• **Task set**:
1. Please answer these questions about the article on camera priority modes, one line each:
(a) Which letters often mark shutter priority on the dial?
(b) Which settings do Fuji photographers leave on auto when they dial in a specific aperture?
(c) According to the last paragraph, what choice replaces deciding which variable gets priority?
2. Resume the article on camera priority modes after its final sentence and keep writing in the same voice.

• **Extract to read**:
>>>>>
Aperture and Shutter Priority Modes Are Dead: It's Time to Get Rid of Them

Aperture and Shutter Priority Modes Are Dead: It's Time to Get Rid of Them

For most manufacturers, one of the hangovers from analog cameras is the chunky dial that sits on top. Two of the modes — shutter priority (often S or Tv) and aperture priority (often A or Av) — are becoming increasingly obsolete. Cameras have changed, and so has how we used them, and manufacturers need to keep up.

Every Fuji shooter will now be screaming at their screens in frustration, and yes, Fuji cameras have always been ahead of the game, not simply in terms of usability, but in mystically anticipating a while back that ISO would not always be fixed for a minimum of 24 or 36 exposures. Fuji photographers wanting to shoot at a specific aperture while letting their camera calculate the exposure simply dial that aperture in — leaving their shutter and ISO settings on auto — and get on with the job. If they suddenly want a specific shutter speed as well, they dial that in and continue to let the camera choose the exposure, thanks to auto ISO.

Fuji X-T3

Every Fuji own reading this article is almost certainly saying "Well, duh" by this stage.

Sliding between different priority modes is seamless, as if these “modes” don’t exist. Instead, the mindset is reversed: instead of deciding which variable is given “priority,” you are choosing which ones to take back from the camera’s automation. For anyone trying to learn digital photography, this surely makes a lot more sense, and given that cameras are now incredibly sophisticated when it comes to metering, it’s not just beginners who can take advantage.
<<<<<
• **Provided data**:
>>>>>
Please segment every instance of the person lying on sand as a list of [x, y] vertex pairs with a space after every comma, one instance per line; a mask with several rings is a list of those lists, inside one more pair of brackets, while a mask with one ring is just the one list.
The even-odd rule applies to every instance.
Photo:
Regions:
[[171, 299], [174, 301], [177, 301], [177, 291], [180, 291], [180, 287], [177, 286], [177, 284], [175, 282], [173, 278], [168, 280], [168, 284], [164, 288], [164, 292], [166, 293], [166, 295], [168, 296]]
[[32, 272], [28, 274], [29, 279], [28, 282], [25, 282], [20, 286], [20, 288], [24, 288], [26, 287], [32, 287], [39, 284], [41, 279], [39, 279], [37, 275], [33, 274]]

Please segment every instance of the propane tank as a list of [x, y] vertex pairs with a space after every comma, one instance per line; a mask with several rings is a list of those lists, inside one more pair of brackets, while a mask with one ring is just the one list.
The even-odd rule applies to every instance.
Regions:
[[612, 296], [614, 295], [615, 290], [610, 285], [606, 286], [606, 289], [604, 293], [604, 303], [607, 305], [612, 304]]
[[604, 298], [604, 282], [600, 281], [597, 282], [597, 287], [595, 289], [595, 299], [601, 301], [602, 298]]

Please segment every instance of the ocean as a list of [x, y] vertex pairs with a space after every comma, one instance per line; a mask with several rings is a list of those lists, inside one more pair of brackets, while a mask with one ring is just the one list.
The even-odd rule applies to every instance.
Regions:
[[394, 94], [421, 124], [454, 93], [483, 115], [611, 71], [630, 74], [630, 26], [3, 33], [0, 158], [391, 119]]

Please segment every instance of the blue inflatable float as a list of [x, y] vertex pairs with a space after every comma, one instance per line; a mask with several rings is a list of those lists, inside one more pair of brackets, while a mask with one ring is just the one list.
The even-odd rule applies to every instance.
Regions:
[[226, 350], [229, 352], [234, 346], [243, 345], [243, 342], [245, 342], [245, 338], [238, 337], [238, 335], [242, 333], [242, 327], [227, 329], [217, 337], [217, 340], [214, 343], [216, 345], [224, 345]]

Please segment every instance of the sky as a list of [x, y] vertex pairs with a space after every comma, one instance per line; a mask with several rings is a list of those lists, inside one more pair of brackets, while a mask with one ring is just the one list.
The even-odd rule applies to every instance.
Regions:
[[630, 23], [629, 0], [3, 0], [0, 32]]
<<<<<
• **The replies**:
1.
(a) S or Tv.
(b) Shutter speed and ISO.
(c) Choosing which variables to take back from the camera's automation.

2.
In contrast to Fuji, almost every other manufacturer is stuck with a system that is outdated. As the photography world slowly became accustomed to digital, auto ISO took a little while to appear, becoming much more useful when the ability to set a minimum shutter speed was introduced.

As someone who once shot almost exclusively in manual mode, using auto ISO has been something of a revelation. I now use it as part of manual mode (can you still call it “manual” if the camera is choosing the exposure?) when shooting events or in aperture priority when photographing people. If you’re not sure of the advantages, check out these two articles: Why Auto ISO and Minimum Shutter Speed Will Change the Way You Shoot, and How to Start Using Aperture Priority.

A Brief History Lesson

Pentax K10D

The humble Pentax K10D: 10.2 megapixels of visionary technology, thanks to its largely ignored TAv mode, which is still a prophecy of what is yet to come. Or something.

Both released in 2009, the Canon 1D Mark IV and the original Canon 7D were among the first to give photographers the option of allowing the camera to choose the ISO, but it’s possible that Pentax was one step ahead of them. In 2006, Pentax released the K10D and sneaked in a new setting that may have seemed a little bizarre back then, but now makes perfect sense: TAv. This blended shutter and aperture priority, but still left the camera to decide the exposure — through auto ISO. (Hat tip to Fstoppers community member John Cavan for this delightful little nugget of information.)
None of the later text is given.